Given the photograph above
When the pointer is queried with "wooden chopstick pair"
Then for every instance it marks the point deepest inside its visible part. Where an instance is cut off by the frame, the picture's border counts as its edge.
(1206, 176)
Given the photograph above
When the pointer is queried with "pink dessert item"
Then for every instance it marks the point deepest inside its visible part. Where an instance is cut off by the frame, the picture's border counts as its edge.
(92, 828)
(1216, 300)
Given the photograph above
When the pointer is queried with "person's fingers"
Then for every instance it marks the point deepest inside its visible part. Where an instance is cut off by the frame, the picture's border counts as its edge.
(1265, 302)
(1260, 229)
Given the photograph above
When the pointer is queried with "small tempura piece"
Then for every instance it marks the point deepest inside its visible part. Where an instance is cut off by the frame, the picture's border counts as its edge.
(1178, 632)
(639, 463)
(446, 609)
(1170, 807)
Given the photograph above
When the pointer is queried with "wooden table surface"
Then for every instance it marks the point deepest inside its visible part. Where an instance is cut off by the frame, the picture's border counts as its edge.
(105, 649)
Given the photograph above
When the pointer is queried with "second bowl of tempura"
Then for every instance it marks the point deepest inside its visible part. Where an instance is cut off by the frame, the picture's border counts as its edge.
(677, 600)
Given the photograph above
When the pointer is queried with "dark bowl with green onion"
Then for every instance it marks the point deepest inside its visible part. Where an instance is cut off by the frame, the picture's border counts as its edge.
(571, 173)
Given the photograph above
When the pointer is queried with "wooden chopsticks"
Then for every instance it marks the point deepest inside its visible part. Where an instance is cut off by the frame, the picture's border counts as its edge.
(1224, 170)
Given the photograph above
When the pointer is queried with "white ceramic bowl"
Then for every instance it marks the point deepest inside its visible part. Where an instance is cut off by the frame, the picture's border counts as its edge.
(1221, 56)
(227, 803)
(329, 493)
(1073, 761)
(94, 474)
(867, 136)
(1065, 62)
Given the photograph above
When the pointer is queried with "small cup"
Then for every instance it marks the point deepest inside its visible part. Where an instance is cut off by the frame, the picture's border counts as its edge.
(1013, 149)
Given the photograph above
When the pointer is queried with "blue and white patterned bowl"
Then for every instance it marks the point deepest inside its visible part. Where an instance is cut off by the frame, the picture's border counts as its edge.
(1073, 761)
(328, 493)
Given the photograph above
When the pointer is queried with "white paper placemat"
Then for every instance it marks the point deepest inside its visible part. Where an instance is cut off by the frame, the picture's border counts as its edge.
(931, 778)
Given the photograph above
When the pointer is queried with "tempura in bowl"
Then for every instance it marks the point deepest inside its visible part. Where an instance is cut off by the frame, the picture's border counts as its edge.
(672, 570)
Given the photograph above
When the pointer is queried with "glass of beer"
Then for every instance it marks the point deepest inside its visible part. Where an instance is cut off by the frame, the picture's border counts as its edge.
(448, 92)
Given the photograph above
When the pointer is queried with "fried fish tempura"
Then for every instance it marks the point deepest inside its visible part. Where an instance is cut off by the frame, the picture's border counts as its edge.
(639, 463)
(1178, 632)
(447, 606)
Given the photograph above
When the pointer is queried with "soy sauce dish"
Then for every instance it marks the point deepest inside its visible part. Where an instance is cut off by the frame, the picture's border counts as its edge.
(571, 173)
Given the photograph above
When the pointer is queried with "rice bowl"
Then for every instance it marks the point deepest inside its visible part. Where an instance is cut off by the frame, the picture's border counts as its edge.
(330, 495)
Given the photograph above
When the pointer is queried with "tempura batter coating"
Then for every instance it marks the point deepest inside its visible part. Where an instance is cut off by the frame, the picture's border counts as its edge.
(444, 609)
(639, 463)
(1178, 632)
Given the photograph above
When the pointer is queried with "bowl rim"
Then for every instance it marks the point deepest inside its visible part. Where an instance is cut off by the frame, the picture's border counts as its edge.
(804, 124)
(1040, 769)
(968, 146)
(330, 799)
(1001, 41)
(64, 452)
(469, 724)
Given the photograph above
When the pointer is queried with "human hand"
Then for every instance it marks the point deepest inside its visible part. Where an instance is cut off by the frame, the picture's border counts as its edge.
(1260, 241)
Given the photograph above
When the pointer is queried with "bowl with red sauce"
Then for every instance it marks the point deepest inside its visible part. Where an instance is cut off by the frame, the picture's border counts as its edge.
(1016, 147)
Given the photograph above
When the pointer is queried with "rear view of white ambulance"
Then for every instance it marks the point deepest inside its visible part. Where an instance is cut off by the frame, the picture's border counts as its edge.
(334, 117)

* * * *

## TASK BRIEF
Copy out the rows word for word, starting at the top of the rows and stopping after the line that contains "(1206, 176)", including that line.

## THE OUTPUT
Given the photograph above
When the pointer is queried with "wooden chopstick pair"
Then for every instance it marks the point deepest inside its visible part. Where an instance is cut off by the frame, the picture's border counts as its edge.
(1206, 176)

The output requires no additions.